Excerpts from a dataset
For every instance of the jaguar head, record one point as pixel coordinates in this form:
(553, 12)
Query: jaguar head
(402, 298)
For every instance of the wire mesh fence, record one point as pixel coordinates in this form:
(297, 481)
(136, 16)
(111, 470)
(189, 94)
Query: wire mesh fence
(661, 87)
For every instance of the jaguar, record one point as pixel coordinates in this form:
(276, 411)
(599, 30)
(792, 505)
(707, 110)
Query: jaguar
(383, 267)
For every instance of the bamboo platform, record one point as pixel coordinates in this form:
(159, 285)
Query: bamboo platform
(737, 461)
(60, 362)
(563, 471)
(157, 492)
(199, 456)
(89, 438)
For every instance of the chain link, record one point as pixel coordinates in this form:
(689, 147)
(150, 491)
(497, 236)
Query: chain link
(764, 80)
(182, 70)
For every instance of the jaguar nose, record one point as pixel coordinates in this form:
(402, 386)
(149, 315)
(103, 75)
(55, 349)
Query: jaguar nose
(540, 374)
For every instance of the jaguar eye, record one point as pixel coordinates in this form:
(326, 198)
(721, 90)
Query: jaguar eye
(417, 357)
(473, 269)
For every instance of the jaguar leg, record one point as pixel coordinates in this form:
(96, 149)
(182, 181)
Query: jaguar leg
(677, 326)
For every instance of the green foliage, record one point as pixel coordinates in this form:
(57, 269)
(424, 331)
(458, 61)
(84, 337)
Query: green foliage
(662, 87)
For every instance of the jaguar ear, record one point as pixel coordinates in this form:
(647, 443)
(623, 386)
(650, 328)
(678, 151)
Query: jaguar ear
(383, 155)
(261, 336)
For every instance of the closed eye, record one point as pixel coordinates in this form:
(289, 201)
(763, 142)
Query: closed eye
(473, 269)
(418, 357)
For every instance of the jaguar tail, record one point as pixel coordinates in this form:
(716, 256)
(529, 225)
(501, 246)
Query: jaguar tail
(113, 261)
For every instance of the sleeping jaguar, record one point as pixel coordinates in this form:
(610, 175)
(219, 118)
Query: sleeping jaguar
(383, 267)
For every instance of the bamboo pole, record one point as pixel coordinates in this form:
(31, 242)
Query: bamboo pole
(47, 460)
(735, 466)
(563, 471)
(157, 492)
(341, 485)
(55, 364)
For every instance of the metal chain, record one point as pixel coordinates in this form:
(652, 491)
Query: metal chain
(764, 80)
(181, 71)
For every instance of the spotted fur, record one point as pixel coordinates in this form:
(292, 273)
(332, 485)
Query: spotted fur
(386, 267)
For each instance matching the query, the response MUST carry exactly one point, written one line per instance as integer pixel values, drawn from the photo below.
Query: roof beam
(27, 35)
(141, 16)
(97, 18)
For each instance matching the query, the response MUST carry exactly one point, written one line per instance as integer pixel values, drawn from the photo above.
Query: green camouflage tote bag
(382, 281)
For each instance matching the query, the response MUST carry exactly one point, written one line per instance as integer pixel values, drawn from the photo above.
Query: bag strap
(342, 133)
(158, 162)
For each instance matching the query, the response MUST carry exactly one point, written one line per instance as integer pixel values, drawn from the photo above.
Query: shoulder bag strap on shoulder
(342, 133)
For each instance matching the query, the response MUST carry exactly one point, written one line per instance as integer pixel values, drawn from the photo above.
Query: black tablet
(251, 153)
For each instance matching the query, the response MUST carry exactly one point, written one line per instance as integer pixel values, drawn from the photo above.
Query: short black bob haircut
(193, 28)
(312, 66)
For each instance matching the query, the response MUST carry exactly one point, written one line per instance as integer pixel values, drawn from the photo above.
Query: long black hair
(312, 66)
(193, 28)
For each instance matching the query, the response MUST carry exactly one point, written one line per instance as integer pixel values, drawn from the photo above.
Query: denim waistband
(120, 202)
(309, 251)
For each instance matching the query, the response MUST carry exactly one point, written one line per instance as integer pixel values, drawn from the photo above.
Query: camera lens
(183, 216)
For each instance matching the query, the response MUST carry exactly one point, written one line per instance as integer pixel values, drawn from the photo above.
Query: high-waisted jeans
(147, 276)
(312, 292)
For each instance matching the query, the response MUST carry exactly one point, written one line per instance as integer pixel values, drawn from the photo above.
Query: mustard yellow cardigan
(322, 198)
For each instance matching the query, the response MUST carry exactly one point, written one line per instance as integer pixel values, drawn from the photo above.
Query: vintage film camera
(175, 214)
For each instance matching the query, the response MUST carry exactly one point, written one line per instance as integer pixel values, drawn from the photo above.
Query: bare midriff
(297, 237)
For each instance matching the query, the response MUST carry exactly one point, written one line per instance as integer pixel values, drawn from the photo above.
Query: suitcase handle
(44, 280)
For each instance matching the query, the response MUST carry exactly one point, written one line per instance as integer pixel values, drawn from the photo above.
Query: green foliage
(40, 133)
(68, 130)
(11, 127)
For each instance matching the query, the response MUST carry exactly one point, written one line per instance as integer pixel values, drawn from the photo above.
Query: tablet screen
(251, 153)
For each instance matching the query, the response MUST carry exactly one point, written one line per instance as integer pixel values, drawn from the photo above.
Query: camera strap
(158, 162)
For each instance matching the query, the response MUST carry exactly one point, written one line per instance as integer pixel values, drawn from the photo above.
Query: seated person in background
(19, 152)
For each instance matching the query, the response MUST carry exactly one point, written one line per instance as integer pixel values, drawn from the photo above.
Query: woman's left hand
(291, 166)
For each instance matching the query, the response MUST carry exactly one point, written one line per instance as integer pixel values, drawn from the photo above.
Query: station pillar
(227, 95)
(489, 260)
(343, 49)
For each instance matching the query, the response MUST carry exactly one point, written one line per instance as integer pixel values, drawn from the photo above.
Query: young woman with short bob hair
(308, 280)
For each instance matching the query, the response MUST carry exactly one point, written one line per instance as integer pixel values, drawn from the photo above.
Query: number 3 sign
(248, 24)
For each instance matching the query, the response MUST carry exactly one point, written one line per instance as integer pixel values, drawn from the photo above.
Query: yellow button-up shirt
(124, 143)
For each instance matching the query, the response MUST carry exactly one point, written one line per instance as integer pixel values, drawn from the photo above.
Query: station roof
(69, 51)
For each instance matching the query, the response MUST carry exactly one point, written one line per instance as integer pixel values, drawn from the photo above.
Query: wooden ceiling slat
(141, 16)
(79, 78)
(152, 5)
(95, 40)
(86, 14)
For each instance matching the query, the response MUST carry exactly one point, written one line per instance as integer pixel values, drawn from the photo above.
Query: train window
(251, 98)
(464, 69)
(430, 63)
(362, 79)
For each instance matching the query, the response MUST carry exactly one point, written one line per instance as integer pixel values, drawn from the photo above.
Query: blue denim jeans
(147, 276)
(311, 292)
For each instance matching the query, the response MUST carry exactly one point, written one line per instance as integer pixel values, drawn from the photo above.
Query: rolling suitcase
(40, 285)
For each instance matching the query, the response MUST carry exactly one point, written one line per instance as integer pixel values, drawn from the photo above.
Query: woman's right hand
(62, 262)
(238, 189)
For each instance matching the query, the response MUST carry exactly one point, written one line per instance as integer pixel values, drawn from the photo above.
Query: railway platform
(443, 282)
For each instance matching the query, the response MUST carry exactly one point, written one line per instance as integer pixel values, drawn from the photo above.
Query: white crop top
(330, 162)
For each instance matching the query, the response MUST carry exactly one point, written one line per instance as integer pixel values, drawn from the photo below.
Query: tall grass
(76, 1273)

* **Task description**:
The answer must be an exact copy of every entry.

* **Answer section**:
For every instance of the jaguar head, record one point as pixel coordinates in this form:
(553, 12)
Query: jaguar head
(402, 298)
For every instance of the wire mesh fence, record one point as pixel coordinates in this form:
(297, 481)
(136, 16)
(111, 470)
(189, 94)
Query: wire mesh fence
(661, 87)
For every instance of the jaguar, record one point as pixel coordinates in this form:
(276, 411)
(599, 30)
(792, 505)
(707, 110)
Query: jaguar
(383, 267)
For every instance of the bamboo platform, record one point as pixel coordinates in this form:
(159, 285)
Query: bamboo platform
(737, 461)
(60, 362)
(563, 471)
(157, 492)
(199, 456)
(89, 438)
For every instance of the chain link, record one point as pixel coordinates in this form:
(689, 147)
(150, 491)
(497, 236)
Query: chain link
(764, 80)
(182, 70)
For every instance of the jaguar nose, record one point as pixel coordinates in this form:
(402, 386)
(149, 315)
(103, 75)
(55, 349)
Query: jaguar nose
(540, 374)
For every instance of the jaguar eye, record one point as pixel coordinates in this form:
(326, 198)
(721, 90)
Query: jaguar eye
(417, 357)
(473, 269)
For every instance of the jaguar leg, record one point as pixel coordinates in this form:
(96, 149)
(182, 181)
Query: jaguar leg
(677, 326)
For every instance of the green foliage, record one point as pixel coordinates in this form:
(57, 269)
(424, 331)
(458, 61)
(84, 337)
Query: green foliage
(662, 87)
For every instance of the jaguar ear, record one point as pixel coordinates in this form:
(647, 443)
(623, 386)
(650, 328)
(678, 151)
Query: jaguar ear
(383, 155)
(261, 336)
For every instance of the closed eye, record one point as pixel coordinates in this form:
(289, 201)
(763, 142)
Query: closed eye
(473, 269)
(418, 357)
For every instance of the jaguar tail, record one point as pixel coordinates in this form:
(716, 256)
(529, 225)
(501, 246)
Query: jaguar tail
(113, 261)
For every instance of the sleeping jaguar, record one point as pixel coordinates in this form:
(610, 175)
(219, 118)
Query: sleeping jaguar
(383, 267)
For every instance of the bamboo pole, record one point as pixel coordinates in this form:
(31, 242)
Query: bamboo pole
(47, 460)
(735, 466)
(563, 471)
(157, 492)
(341, 485)
(55, 364)
For every instance of the metal chain, record one point as pixel coordinates in this form:
(652, 491)
Query: metal chain
(764, 80)
(181, 71)
For every instance of the spotted fur, record one point as pixel coordinates in this form:
(292, 273)
(332, 485)
Query: spotted fur
(386, 267)
For each instance matching the query, the response MUST carry exactly one point, written one line per instance as integer pixel values, drawn from the photo below.
Query: roof beam
(27, 35)
(141, 16)
(97, 18)
For each instance matching the query, the response MUST carry exactly one point, written one line per instance as integer pixel values, drawn from the photo above.
Query: green camouflage tote bag
(382, 281)
For each instance matching the query, the response MUST carry exactly one point, written one line per instance as integer pixel values, drawn from the photo above.
Query: bag strap
(342, 133)
(158, 162)
For each instance matching the query, the response MUST carry exactly one point, written one line per instance as integer pixel values, drawn from the photo above.
Query: shoulder bag strap on shoulder
(342, 133)
For each instance matching the query, the response MUST carry exactly one point, written one line per instance as integer pixel values, drawn from the photo above.
Query: black tablet
(251, 153)
For each instance matching the query, the response MUST carry exactly one point, written one line per instance as integer pixel values, drawn from the photo above.
Query: short black bob haircut
(193, 28)
(312, 66)
For each instance matching the query, the response MUST carry exactly one point, written one line per instance as integer pixel values, drawn from the photo above.
Query: long black hair
(312, 66)
(193, 28)
For each instance matching the query, the response MUST carry exactly one point, written one line per instance as integer pixel values, drawn from the photo above.
Query: denim waistband
(120, 202)
(309, 251)
For each instance matching the query, the response MUST carry exactly one point, written one line per instance as integer pixel values, drawn from the photo above.
Query: camera lens
(183, 216)
For each instance matching the query, the response MUST carry exactly one point, written one line per instance as integer pixel values, drawn from the photo above.
Query: high-waisted jeans
(147, 276)
(312, 292)
For each instance matching the query, the response MUST carry exactly one point, written one line per instance as integer pixel values, drawn from the photo above.
Query: mustard yellow cardigan
(322, 198)
For each instance matching the query, the response MUST carry exactly one point, written one line per instance as integer pixel values, drawn from the photo above.
Query: vintage film camera
(175, 214)
For each instance matching the query, the response MUST carry exactly one point, written one line per instance as integer pixel values, drawn from the photo above.
Query: bare midriff
(297, 237)
For each instance matching the query, the response MUST carry exactly one point, written one line per instance as integer pixel values, drawn from the photo above.
Query: suitcase handle
(44, 280)
For each instance matching the query, the response MUST carry exactly one point, written one line per instance as integer pixel values, drawn from the photo above.
Query: green foliage
(40, 133)
(68, 130)
(11, 127)
For each instance matching the query, the response MUST carry exactly one point, written one line per instance as integer pixel values, drawn from the photo above.
Query: tablet screen
(251, 153)
For each instance matching the query, the response MUST carry exactly one point, written one line per instance as integer pixel values, drawn from the photo above.
Query: camera strap
(158, 162)
For each instance matching the query, the response MUST carry exactly one point, written one line per instance as integer pixel values, drawn from the photo above.
Query: seated person in background
(19, 152)
For each instance matching the query, the response MUST carry exactly one point, written one line per instance as integer pixel values, drawn from the photo above.
Query: woman's left hand
(291, 166)
For each instance matching the query, the response MUST carry exactly one point, written one line per instance as integer pixel values, drawn from the photo above.
Query: station pillar
(227, 95)
(489, 260)
(343, 49)
For each instance matching the query, the response MUST carry exactly one point, written one line per instance as integer pixel values, drawn from the photo above.
Query: young woman with short bob hair
(308, 280)
For each instance matching the query, the response MUST carry exactly one point, written one line per instance as integer pixel values, drawn from the photo above.
Query: number 3 sign
(248, 24)
For each instance matching the query, the response MUST carry exactly one point, written one line per instance as integer pixel values, drawn from the photo above.
Query: yellow button-up shirt
(124, 143)
For each instance matching the query, the response MUST carry exactly one point, written one line per instance as integer pixel values, drawn from the photo above.
Query: station roof
(69, 51)
For each instance matching the query, the response MUST carry exactly one point, written one line per instance as integer pixel values, drawn from the photo above.
Query: wooden ceiling slat
(141, 16)
(79, 78)
(152, 5)
(95, 40)
(86, 14)
For each instance matching the query, the response MUST carry exactly one point, written one line per instance as integer pixel values, drawn from the photo above.
Query: train window
(251, 98)
(464, 69)
(430, 63)
(362, 79)
For each instance matching the query, the response MUST carry exactly one point, written one line per instance as integer pixel values, drawn from the photo above.
Query: blue denim jeans
(147, 276)
(311, 292)
For each instance matching the query, the response MUST carry exactly one point, written one line per instance as integer pixel values, drawn from the photo above.
Query: rolling suitcase
(40, 285)
For each instance matching the query, the response MUST carry exactly one point, written one line per instance as integer pixel values, drawn from the photo above.
Query: woman's right hand
(62, 262)
(238, 189)
For each instance matching the query, the response MUST carry exactly one point, written one line per instance as integer pixel values, drawn from the photo above.
Query: railway platform
(443, 282)
For each instance matching the query, the response MUST carry exactly one point, written one line per instance as integer pixel values, drawn from the photo above.
Query: white crop top
(330, 162)
For each instance matching the query, the response MUST carry exactly one point, written one line per instance as integer pixel values, drawn from the photo below.
Query: tall grass
(76, 1273)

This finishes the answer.